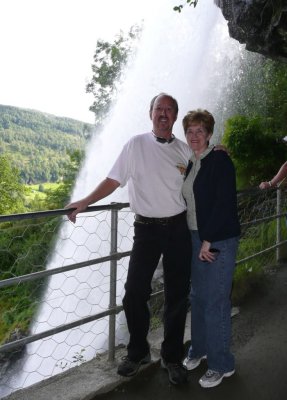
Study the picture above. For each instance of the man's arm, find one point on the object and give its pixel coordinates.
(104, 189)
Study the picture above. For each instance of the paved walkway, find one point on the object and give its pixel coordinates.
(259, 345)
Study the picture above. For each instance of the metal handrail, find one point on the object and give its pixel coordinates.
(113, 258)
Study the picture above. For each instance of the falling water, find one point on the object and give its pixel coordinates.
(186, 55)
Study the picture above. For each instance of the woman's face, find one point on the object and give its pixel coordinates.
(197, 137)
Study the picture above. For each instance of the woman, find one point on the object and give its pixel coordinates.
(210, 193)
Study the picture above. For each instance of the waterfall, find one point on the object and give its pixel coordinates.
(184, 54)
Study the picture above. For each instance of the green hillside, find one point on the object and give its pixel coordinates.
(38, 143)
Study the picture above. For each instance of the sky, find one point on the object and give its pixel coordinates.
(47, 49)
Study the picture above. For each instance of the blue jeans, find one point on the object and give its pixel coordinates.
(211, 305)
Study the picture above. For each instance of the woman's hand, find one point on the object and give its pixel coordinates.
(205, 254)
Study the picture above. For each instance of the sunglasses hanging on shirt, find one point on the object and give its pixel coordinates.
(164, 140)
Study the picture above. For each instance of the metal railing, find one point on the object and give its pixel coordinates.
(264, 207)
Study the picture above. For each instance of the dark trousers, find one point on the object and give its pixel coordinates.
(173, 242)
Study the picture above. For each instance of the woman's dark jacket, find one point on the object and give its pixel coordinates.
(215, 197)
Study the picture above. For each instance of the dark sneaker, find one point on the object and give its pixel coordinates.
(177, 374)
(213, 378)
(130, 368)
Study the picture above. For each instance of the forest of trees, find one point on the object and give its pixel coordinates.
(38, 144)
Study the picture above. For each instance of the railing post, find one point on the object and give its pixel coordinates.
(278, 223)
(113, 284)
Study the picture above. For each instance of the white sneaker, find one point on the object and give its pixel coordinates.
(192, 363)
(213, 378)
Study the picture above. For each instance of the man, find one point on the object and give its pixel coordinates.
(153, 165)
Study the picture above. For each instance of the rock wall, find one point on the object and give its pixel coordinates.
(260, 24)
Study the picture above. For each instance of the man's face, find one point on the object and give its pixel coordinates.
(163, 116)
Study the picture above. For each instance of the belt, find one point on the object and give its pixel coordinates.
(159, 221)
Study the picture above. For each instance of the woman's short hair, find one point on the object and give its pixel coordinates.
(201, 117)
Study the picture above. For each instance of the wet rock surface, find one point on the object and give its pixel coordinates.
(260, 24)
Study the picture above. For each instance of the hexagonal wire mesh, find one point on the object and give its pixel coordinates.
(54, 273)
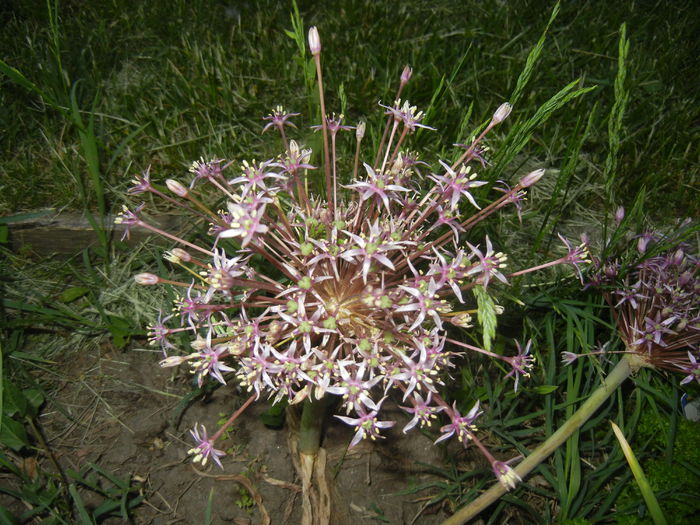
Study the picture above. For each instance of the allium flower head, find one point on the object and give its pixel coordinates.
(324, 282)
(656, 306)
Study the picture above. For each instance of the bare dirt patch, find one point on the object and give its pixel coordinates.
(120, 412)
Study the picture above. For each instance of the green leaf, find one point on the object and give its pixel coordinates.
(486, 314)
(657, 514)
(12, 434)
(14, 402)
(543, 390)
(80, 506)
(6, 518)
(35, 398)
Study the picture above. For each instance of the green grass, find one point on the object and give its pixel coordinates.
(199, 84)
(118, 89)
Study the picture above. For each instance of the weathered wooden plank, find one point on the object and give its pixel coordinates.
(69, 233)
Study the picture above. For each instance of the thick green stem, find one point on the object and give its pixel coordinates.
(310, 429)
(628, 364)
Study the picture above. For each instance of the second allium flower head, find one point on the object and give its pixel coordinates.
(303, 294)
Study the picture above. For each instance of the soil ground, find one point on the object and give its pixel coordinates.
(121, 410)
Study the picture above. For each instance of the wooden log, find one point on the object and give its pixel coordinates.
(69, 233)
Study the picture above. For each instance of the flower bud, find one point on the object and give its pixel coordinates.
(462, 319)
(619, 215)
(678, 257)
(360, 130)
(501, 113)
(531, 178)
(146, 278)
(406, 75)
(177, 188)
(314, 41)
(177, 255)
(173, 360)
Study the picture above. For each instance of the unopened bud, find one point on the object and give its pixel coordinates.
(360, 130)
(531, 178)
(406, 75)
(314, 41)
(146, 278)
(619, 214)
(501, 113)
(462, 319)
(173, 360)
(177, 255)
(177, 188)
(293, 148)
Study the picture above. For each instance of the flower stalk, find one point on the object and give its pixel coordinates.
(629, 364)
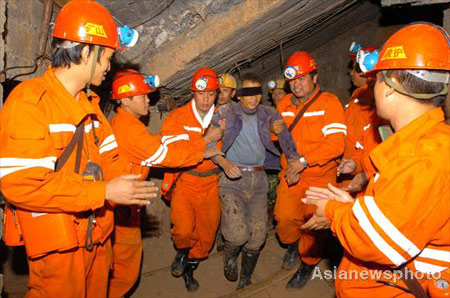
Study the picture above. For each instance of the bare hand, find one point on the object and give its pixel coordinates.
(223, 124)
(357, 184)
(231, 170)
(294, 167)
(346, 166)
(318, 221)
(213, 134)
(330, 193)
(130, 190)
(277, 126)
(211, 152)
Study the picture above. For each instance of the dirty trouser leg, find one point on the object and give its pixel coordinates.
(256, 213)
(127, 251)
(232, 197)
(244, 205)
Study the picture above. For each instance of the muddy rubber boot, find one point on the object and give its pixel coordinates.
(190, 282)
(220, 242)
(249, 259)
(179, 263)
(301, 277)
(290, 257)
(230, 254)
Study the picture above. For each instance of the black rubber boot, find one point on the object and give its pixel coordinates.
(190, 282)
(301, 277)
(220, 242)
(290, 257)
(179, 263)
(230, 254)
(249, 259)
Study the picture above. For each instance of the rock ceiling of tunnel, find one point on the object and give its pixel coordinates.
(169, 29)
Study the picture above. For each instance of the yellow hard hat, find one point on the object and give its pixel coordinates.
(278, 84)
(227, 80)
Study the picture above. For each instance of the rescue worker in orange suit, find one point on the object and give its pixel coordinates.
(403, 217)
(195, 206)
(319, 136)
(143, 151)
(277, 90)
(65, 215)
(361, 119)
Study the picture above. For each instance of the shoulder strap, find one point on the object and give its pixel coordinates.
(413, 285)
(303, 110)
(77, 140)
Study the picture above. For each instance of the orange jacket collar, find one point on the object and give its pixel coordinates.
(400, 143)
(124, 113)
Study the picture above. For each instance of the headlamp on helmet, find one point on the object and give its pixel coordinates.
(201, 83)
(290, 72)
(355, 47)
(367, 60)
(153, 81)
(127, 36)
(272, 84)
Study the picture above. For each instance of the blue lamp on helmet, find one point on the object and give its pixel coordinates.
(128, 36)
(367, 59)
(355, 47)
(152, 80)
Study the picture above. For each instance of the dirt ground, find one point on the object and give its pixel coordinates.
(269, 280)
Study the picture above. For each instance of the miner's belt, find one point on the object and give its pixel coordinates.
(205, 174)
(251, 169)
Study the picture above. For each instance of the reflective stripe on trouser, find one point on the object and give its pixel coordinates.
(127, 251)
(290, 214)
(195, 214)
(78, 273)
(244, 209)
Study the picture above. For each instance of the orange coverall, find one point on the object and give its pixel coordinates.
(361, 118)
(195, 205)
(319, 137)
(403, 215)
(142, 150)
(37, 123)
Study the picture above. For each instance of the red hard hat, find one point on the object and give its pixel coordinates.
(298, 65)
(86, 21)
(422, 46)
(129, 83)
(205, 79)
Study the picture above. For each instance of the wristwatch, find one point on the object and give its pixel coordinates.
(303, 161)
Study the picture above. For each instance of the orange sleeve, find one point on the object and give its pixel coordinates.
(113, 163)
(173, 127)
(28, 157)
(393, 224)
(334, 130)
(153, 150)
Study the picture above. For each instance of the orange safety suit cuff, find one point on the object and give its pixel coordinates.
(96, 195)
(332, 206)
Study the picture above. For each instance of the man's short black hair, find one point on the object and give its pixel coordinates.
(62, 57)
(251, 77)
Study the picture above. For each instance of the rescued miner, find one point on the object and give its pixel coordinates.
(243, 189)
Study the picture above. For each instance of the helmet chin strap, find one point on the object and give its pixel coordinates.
##########
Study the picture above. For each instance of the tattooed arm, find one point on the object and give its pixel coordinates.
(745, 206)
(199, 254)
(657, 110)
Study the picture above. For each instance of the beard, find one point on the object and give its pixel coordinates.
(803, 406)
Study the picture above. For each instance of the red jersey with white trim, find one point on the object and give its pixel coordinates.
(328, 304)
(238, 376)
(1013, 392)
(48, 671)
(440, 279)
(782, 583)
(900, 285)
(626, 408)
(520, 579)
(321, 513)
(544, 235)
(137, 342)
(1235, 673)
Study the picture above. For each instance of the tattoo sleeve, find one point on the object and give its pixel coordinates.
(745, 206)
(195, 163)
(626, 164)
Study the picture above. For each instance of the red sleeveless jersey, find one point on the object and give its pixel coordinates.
##########
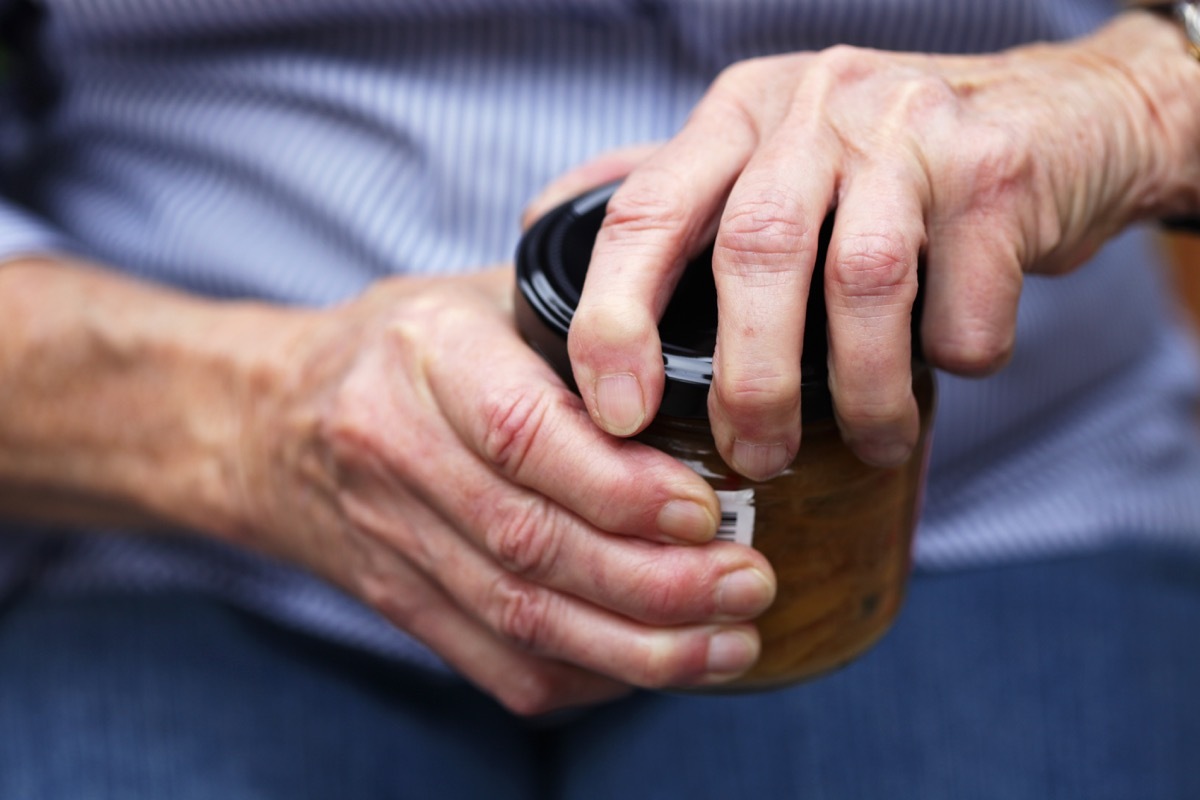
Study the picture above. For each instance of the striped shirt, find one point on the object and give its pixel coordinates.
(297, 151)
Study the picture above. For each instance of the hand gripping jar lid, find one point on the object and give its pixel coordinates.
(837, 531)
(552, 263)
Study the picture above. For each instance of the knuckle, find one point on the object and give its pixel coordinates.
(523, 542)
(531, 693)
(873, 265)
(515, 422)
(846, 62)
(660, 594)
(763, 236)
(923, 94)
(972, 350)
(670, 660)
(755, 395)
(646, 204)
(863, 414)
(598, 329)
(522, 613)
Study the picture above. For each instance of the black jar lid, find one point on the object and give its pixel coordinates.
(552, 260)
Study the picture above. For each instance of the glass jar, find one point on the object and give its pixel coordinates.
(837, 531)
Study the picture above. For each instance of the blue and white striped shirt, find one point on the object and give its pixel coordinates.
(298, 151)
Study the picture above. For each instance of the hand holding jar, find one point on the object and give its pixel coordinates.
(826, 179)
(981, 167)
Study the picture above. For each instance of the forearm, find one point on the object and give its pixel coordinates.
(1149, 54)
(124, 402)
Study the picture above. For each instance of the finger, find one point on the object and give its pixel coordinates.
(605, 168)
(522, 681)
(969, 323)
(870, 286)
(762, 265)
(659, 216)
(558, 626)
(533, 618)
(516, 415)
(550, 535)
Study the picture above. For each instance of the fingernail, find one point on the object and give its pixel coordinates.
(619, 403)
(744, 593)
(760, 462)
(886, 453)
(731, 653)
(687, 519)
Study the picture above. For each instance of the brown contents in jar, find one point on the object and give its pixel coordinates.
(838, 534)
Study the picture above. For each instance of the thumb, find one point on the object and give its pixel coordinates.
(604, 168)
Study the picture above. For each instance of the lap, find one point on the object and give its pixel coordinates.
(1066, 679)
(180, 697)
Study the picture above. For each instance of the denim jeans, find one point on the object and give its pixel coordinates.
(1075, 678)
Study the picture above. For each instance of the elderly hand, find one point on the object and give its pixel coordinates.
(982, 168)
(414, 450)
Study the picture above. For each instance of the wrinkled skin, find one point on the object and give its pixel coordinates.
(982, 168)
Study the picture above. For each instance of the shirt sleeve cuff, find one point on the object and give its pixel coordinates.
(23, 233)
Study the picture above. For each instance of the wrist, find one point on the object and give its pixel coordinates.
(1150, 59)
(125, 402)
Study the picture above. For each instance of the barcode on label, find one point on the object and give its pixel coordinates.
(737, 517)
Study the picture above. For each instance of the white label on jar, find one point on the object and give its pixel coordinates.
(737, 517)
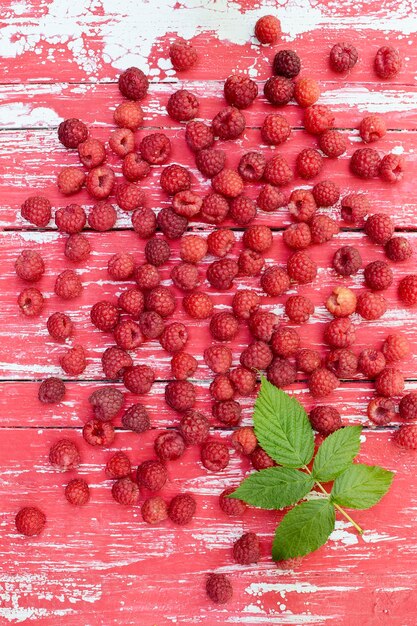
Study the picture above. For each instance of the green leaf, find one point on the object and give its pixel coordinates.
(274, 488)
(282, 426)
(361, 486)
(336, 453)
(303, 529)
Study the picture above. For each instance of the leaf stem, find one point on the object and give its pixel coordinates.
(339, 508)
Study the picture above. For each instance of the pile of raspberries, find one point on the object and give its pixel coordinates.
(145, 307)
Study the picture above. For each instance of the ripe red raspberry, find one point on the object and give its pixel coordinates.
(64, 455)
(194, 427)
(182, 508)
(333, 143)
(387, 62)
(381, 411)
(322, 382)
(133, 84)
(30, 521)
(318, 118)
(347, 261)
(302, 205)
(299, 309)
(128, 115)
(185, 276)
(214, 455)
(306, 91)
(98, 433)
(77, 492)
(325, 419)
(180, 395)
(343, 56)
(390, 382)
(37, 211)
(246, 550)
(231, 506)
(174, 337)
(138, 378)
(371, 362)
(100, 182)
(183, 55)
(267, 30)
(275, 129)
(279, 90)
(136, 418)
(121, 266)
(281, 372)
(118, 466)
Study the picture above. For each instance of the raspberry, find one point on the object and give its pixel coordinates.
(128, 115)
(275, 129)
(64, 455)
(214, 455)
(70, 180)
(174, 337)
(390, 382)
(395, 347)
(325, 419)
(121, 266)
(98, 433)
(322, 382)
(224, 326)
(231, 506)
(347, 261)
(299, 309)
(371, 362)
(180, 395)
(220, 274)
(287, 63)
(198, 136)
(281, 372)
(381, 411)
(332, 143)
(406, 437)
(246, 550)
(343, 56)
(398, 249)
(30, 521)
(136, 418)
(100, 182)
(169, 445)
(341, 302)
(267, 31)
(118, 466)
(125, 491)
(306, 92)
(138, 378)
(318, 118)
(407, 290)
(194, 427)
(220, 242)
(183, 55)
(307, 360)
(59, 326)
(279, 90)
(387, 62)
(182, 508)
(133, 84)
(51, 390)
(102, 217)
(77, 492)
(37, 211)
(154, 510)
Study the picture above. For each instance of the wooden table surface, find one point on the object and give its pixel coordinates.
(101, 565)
##########
### WORK TO BE COMPLETED
Write down again, exactly as given, only the lines above that fall from the line with "Study the picture above. For each instance of the rescued" to the line with "Study the picture above. For each instance of the helmet", inclusive.

### SOLUTION
Study the picture above. For each instance of the rescued miner, find one point on the object and give its pixel coordinates.
(243, 189)
Study the picture above. For each instance of the helmet chin strap, find one point on the object and give its pixel coordinates.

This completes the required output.